* Some records *

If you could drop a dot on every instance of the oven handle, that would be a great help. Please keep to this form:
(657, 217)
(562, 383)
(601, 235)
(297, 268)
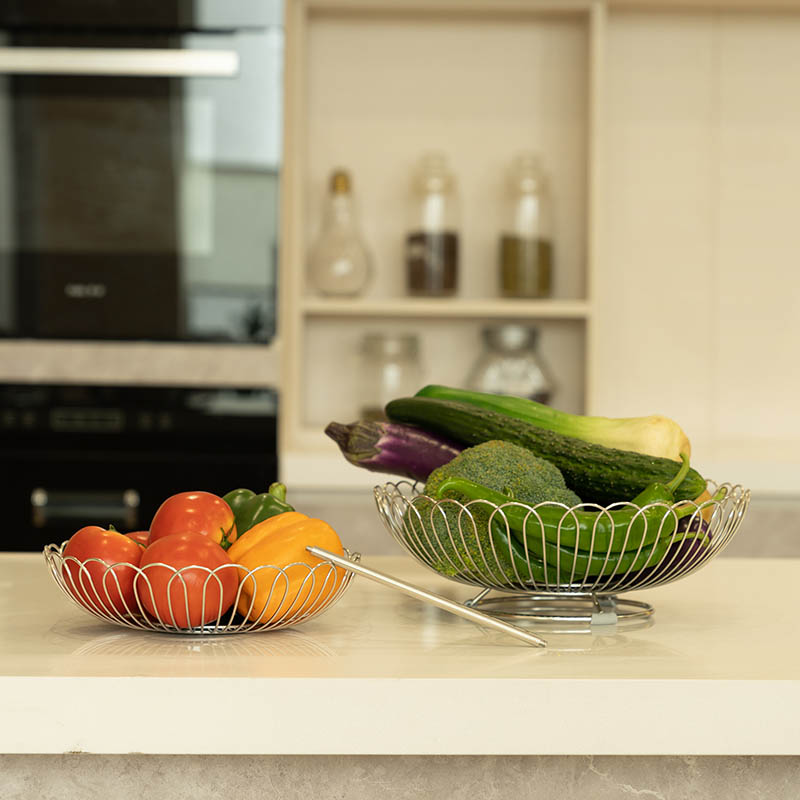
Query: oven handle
(84, 508)
(130, 63)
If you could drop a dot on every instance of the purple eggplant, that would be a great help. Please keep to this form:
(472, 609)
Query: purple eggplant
(392, 448)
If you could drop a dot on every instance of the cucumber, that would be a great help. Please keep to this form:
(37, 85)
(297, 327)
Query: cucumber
(598, 474)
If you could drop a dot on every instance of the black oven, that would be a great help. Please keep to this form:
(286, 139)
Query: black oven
(109, 455)
(139, 157)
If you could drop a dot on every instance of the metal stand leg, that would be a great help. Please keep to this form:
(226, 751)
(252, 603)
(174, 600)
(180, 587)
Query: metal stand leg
(605, 610)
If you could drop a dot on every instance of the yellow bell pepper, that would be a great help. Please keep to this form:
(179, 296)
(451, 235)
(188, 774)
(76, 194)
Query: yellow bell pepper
(278, 580)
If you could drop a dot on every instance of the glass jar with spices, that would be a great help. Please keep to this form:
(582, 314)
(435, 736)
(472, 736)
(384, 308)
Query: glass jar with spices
(526, 247)
(432, 242)
(390, 368)
(511, 364)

* What to do *
The pictures should not appear in the copy; every other part of the records above must be returned exactly.

* Response for this exercise *
If you could drop a dot on every instance of the oven handle, that would be a great help. Please keep to this form:
(657, 217)
(562, 383)
(601, 235)
(297, 268)
Query: oven handle
(84, 508)
(130, 63)
If you could drop a dot on every instance of the purple eggplant, that would be a great help. Please keep to this form:
(472, 609)
Query: purple eggplant
(392, 448)
If you could drop a dot on every instance of the cucumber, that would be a great help. Please keep to this form:
(37, 85)
(297, 327)
Query: cucumber
(598, 474)
If you could drop a dot on every instance of the black oven, that would be a great help. Please keep to this form:
(286, 139)
Query: black oven
(109, 455)
(139, 157)
If you could drop a dot on every instance of the metal stand leg, that would be a great help. Please keep to this form:
(226, 751)
(252, 603)
(174, 600)
(180, 587)
Query: metal stand leg
(605, 610)
If you could drop a dot on every instance of the yellow bell pepper, that would be a great help. Please keep to this form:
(179, 296)
(451, 235)
(188, 774)
(76, 194)
Query: yellow bell pepper
(278, 580)
If you could drop a dot on every instance of the glass jar with spices, that would be a great help. Please keep to this form:
(582, 314)
(435, 736)
(472, 736)
(384, 308)
Query: glass jar with spices
(526, 247)
(432, 242)
(390, 368)
(511, 364)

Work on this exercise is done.